● **What this task involves**
Copy every line of the listing below that contains the word "sand".
● ● ● ● ● ● ●
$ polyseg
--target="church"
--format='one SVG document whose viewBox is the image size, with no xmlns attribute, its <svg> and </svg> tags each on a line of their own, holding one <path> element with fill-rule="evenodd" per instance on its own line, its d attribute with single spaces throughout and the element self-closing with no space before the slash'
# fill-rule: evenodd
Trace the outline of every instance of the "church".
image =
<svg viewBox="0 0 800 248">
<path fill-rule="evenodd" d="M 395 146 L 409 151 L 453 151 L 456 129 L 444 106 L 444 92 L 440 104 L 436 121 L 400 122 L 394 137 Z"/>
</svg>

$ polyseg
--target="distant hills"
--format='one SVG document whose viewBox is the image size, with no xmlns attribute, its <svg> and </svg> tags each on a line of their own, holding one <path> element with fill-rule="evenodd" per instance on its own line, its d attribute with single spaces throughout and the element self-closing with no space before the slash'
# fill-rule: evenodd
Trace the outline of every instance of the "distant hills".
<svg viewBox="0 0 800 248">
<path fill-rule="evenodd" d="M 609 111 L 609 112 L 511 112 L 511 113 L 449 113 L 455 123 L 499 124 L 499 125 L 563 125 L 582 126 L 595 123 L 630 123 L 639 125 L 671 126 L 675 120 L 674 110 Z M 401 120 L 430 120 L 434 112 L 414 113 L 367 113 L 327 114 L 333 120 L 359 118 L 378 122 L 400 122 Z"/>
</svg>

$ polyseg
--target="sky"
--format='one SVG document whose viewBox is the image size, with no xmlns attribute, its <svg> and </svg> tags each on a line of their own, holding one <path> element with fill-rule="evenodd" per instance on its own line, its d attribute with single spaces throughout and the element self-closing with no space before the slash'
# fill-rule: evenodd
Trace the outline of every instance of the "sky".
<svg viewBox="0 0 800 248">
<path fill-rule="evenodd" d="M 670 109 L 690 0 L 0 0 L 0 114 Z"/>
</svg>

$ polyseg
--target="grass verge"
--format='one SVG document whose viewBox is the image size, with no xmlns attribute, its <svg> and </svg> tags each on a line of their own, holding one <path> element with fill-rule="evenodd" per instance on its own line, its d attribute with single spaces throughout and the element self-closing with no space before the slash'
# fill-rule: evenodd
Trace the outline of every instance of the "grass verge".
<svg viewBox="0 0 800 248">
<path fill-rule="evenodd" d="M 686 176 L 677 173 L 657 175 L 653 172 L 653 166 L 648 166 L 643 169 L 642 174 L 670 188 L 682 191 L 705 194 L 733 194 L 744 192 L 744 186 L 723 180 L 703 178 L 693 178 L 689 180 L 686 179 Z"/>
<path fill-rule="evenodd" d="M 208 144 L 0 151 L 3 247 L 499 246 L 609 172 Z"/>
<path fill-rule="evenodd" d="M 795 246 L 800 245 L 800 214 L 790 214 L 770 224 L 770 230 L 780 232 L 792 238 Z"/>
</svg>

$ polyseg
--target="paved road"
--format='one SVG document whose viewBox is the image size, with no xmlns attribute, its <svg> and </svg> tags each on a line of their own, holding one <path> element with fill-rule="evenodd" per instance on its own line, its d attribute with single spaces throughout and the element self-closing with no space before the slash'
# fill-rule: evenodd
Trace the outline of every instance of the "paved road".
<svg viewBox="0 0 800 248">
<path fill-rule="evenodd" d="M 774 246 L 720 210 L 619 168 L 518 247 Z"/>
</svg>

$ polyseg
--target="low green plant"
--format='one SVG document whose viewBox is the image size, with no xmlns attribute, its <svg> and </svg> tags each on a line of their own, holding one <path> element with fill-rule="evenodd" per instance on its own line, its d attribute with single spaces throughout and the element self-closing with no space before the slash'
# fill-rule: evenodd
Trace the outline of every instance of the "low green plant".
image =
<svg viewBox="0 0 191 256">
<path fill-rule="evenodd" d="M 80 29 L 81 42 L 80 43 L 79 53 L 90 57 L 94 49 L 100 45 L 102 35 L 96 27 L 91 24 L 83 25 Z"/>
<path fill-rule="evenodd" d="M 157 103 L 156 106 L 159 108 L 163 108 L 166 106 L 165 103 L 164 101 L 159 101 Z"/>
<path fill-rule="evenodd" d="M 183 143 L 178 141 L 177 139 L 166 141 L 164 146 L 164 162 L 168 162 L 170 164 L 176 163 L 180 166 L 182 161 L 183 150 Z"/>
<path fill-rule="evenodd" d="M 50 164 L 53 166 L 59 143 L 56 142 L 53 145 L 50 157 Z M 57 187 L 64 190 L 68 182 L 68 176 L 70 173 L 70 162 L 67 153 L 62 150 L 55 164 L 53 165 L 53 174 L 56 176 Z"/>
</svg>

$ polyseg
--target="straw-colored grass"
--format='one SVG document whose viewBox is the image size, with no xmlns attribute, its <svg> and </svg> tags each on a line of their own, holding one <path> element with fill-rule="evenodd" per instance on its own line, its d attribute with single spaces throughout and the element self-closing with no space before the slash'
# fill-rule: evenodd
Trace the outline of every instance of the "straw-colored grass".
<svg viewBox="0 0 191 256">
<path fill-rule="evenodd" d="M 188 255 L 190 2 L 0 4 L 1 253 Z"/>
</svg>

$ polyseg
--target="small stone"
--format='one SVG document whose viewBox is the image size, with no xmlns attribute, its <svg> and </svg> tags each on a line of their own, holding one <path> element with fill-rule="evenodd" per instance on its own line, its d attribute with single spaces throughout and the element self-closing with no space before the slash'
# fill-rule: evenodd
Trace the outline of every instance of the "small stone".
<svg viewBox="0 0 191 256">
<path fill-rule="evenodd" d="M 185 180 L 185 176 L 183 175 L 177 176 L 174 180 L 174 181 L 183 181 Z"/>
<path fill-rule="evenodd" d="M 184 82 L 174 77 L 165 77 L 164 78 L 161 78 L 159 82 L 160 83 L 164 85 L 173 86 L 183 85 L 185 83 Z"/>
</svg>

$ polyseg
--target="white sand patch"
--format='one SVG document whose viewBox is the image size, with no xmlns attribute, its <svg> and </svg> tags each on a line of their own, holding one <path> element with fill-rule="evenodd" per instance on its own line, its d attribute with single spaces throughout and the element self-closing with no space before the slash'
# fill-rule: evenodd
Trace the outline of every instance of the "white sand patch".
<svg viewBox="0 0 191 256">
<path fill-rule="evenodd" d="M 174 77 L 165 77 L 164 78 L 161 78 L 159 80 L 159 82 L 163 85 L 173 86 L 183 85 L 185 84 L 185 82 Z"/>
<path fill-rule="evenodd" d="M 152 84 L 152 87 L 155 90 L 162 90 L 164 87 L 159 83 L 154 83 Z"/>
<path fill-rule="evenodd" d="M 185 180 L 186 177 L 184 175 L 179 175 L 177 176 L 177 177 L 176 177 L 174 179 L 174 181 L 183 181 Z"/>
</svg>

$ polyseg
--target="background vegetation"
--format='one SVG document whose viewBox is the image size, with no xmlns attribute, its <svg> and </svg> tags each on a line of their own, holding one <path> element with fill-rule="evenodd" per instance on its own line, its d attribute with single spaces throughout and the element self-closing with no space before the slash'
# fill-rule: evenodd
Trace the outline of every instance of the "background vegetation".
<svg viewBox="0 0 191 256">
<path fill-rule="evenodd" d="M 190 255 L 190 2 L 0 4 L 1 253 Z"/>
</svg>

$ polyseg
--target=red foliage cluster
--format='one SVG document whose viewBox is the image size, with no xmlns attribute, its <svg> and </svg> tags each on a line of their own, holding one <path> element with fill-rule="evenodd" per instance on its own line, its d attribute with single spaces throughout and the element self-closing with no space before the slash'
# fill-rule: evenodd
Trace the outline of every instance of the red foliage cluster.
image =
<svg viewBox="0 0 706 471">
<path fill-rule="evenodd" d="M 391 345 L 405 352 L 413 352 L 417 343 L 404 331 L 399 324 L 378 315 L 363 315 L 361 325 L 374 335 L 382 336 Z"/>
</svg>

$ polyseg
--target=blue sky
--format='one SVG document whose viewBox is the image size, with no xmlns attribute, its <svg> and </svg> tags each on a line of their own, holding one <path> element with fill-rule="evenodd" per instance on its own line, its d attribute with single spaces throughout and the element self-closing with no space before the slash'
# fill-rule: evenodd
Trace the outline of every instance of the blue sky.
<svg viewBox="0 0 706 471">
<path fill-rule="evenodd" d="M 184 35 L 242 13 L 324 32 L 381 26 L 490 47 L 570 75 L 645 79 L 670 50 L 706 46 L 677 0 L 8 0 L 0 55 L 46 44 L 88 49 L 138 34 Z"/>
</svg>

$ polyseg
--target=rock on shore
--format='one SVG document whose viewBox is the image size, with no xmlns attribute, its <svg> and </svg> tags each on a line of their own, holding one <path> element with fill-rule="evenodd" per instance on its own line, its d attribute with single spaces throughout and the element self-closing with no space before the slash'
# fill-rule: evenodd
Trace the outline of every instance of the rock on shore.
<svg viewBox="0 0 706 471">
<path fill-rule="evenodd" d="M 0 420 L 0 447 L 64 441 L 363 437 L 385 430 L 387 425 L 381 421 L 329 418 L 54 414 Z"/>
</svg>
● ● ● ● ● ● ●
● **Worked answer**
--target="white sand patch"
Trace the outline of every instance of the "white sand patch".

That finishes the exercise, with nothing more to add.